> AUSGANGSTEXT

--------

Die grundlegenden Fakten zur Bahnbilanz 2020 sind bekannt: Es gab im vergangenen Jahr zum ersten Mal seit Gründung der DB AG 1994 einen massiven Umsatzrückgang. Es gab einen Rekordverlust von mehr als 5 Milliarden Euro. Und es gibt eine Rekordverschuldung von inzwischen 33 Milliarden Euro.
Das Top-Management des Bahnkonzerns ließ auf der Bilanzpressekonferenz natürlich verlautbaren, dass die Pandemie Schuld an diesen tiefroten Zahlen sei. Das Bündnis Bahn für Alle, dem ich angehöre, sieht das anders. Und belegte dies in einem 76-seitigen "Alternativen Geschäftsbericht Deutsche Bahn AG 2020/21", der – wie nunmehr zum zwölften Mal – am Tag vor der Bilanzpressekonferenz vorgestellt wurde. Danach gibt es eine strukturelle Krise des DB AG-Konzerns, die sich auf drei Ebenen festmachen lässt: Beim Abbau von Infrastruktur. Bei der Ausdünnung der produktiven Belegschaft und dem Aufbau eines aufgeblähten Wasserkopfs. Und drittens: Anhand der unverantwortlich steigenden Verschuldung.

--------

> DATENTEIL
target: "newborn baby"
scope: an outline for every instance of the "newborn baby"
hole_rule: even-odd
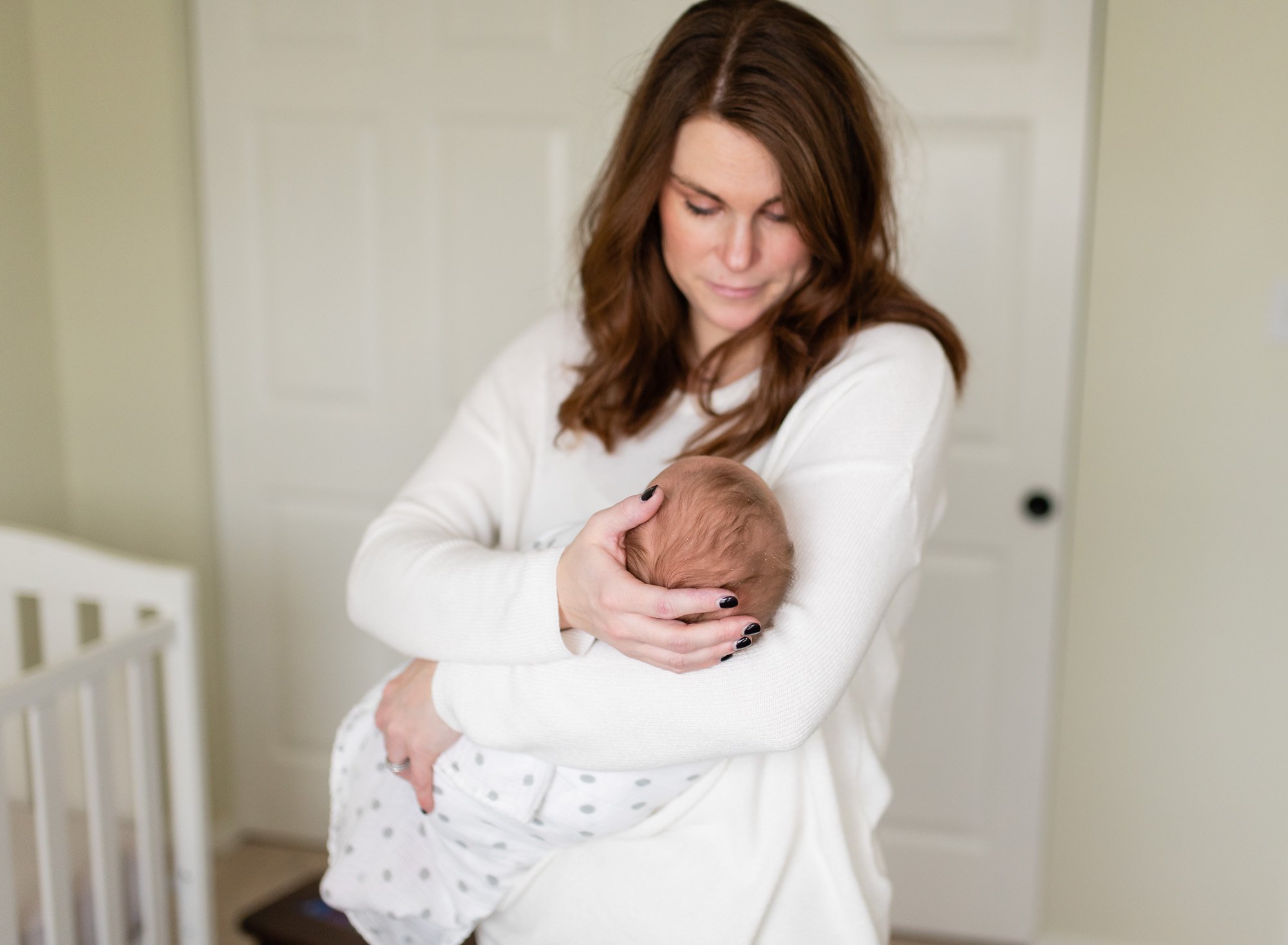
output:
[[[676,460],[653,482],[662,507],[626,533],[626,568],[649,585],[728,588],[769,626],[793,574],[769,487],[742,463],[708,456]],[[567,543],[580,529],[537,545]],[[411,784],[385,769],[375,709],[386,680],[336,734],[322,878],[322,899],[377,945],[459,945],[544,856],[634,827],[716,765],[585,771],[462,736],[434,762],[426,815]]]

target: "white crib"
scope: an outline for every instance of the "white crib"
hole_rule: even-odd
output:
[[[210,945],[197,660],[189,569],[0,524],[0,942],[31,941],[15,890],[33,872],[44,945],[125,945],[135,932],[166,945],[175,930],[182,945]],[[28,810],[23,797],[35,863],[14,861],[10,811]],[[81,820],[77,884],[68,825]]]

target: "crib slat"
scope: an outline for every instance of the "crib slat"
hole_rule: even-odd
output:
[[[134,769],[134,829],[139,864],[139,908],[143,945],[167,945],[164,811],[161,809],[161,760],[157,749],[156,672],[152,655],[125,666],[130,706],[130,757]]]
[[[103,677],[80,686],[81,738],[85,744],[85,809],[89,816],[90,875],[94,883],[94,936],[103,945],[122,945],[125,914],[121,899],[121,845],[107,726],[107,686]]]
[[[0,941],[19,941],[18,904],[14,890],[18,888],[13,872],[13,827],[9,824],[9,796],[4,791],[5,747],[8,739],[0,729]]]
[[[22,672],[22,640],[18,633],[18,592],[0,574],[0,685]],[[0,713],[0,796],[27,800],[27,757],[22,743],[22,718]],[[3,930],[0,930],[3,931]],[[0,939],[0,941],[8,941]],[[17,941],[17,940],[14,940]]]
[[[46,942],[73,941],[71,863],[67,848],[67,806],[58,713],[53,697],[27,709],[31,739],[31,784],[36,794],[36,859],[40,870],[40,914]]]

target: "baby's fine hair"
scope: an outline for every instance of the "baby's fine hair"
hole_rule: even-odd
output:
[[[662,507],[625,534],[627,570],[647,585],[726,588],[741,613],[768,627],[795,577],[795,550],[774,493],[741,462],[712,456],[677,460],[654,482]]]

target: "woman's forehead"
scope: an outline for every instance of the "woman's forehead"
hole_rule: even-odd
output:
[[[671,174],[729,205],[760,206],[781,196],[778,165],[765,145],[742,129],[705,115],[680,126]]]

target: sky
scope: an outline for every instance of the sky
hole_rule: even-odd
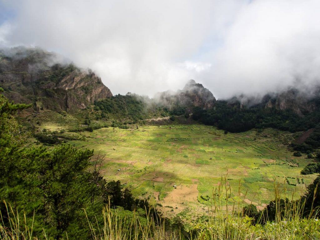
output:
[[[320,83],[319,0],[0,0],[0,47],[90,68],[114,94],[193,79],[218,98]]]

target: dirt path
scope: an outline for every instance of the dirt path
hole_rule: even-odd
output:
[[[175,117],[180,117],[183,115],[180,115],[179,116],[173,116]],[[140,120],[139,122],[142,122],[142,121],[159,121],[160,120],[166,120],[169,119],[171,117],[171,116],[169,116],[167,117],[155,117],[153,118],[150,118],[150,119],[145,119],[143,120]]]

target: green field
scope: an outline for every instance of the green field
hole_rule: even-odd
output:
[[[59,130],[69,124],[47,117],[40,129]],[[287,132],[269,129],[225,134],[196,124],[130,126],[64,134],[80,137],[69,142],[77,147],[94,149],[96,154],[101,150],[106,179],[121,180],[168,215],[202,214],[211,204],[212,188],[226,182],[232,199],[239,198],[240,181],[242,200],[261,209],[274,198],[275,182],[291,199],[295,189],[298,197],[316,177],[300,174],[312,160],[293,156],[287,149],[293,136]]]

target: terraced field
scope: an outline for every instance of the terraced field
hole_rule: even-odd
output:
[[[41,127],[53,131],[68,126],[52,120]],[[285,188],[285,196],[291,199],[316,177],[300,175],[312,160],[294,157],[287,149],[293,139],[290,133],[267,129],[225,134],[197,124],[130,126],[72,133],[81,140],[69,142],[96,154],[101,150],[105,154],[101,173],[107,179],[120,180],[169,216],[202,214],[211,205],[213,188],[219,185],[231,187],[232,199],[240,197],[262,208],[274,198],[275,183]]]

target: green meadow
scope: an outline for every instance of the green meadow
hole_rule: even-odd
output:
[[[52,131],[75,122],[68,115],[60,121],[59,115],[32,121],[42,120],[37,127]],[[230,187],[228,197],[262,209],[274,198],[275,184],[283,189],[283,197],[291,199],[316,176],[300,174],[312,160],[293,156],[287,146],[294,139],[288,132],[268,129],[225,134],[197,124],[129,125],[63,134],[78,139],[68,141],[73,145],[105,155],[100,171],[107,180],[120,180],[169,216],[206,212],[212,189],[220,185]]]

--------

> AUFGABEN
**a)** Wie hoch ist laut dem Text zur Bahnbilanz 2020 die Verschuldung der DB AG inzwischen?
**b)** Gib den Abschnitt des Textes zur Bahnbilanz 2020 zwischen „Die grundlegenden Fakten“ und „33 Milliarden Euro.“ wortgetreu wieder, beide Stellen eingeschlossen.
**c)** Führe den Text zur Bahnbilanz 2020 dort fort, wo er endet.

> ANTWORTEN
**a)** Sie liegt bei 33 Milliarden Euro.

**b)**
Die grundlegenden Fakten zur Bahnbilanz 2020 sind bekannt: Es gab im vergangenen Jahr zum ersten Mal seit Gründung der DB AG 1994 einen massiven Umsatzrückgang. Es gab einen Rekordverlust von mehr als 5 Milliarden Euro. Und es gibt eine Rekordverschuldung von inzwischen 33 Milliarden Euro.

**c)**
Ausgedünnte Infrastruktur
Jahr für Jahr wird das Netz der DB ausgedünnt und ineffizienter. Das ist zum Beispiel erkennbar am fortgesetzten Rückbau der Gleislänge (also die Ausweich- und Nebengleise eingeschlossen). Und, besonders deutlich, an der Reduktion der Zahl der Weichen. 1994 gab es noch 133.000, 2012 dann 70.630 und 2020 nur noch 65.732. Die Zahl der Gleisanschlüsse hat sich sogar um 80 Prozent verringert, von 11.700 im Jahr 1994 auf 2.329 zum Stand 2020. Allein im vergangenen Jahr – und trotz Pandemie – wurde die Länge aller Gleise um fast 80 Kilometer gekürzt und 339 Weichen aus dem Netz herausgenommen.
Während das Straßennetz – übrigens in besonderem Maß in Baden-Württemberg – immer effizienter wird durch mehr und breitere Fahrspuren, durch mehr Parkplätze, neue und größere Raststätten oder neue Umgehungsstraßen – wird das Schienennetz in der Fläche immer starrer, ineffizienter und damit auch störanfälliger. In der Bilanz zeigt sich der DB-Konzern als ein Netzabbau-Unternehmen.
McKinsey statt Mitarbeiter
Der Bahnkonzern betreibt eine asymmetrische Personalpolitik. Im produktiven Bereich (Gleisbau, Stellwerker, Zugbegleiter, Lokführer, Bordrestaurant, Service, Instandhaltung) wurde die Beschäftigtenzahl im Zeitraum 1994 bis 2020 halbiert. Gleichzeitig gab es den Aufbau eines gewaltigen Heeres von Beschäftigten in Verwaltung und Management. Dieser in der modernen betriebswirtschaftlichen Sprache als Overhead bezeichnete Bereich – eher altmodisch wird das Wasserkopf genannt – zählte 2020 57.878 Beschäftigte. Das sind rund 2000 Beschäftigte mehr als es addiert in den Bereichen Fernverkehr und Nahverkehr (DB Regio) Beschäftigte gibt.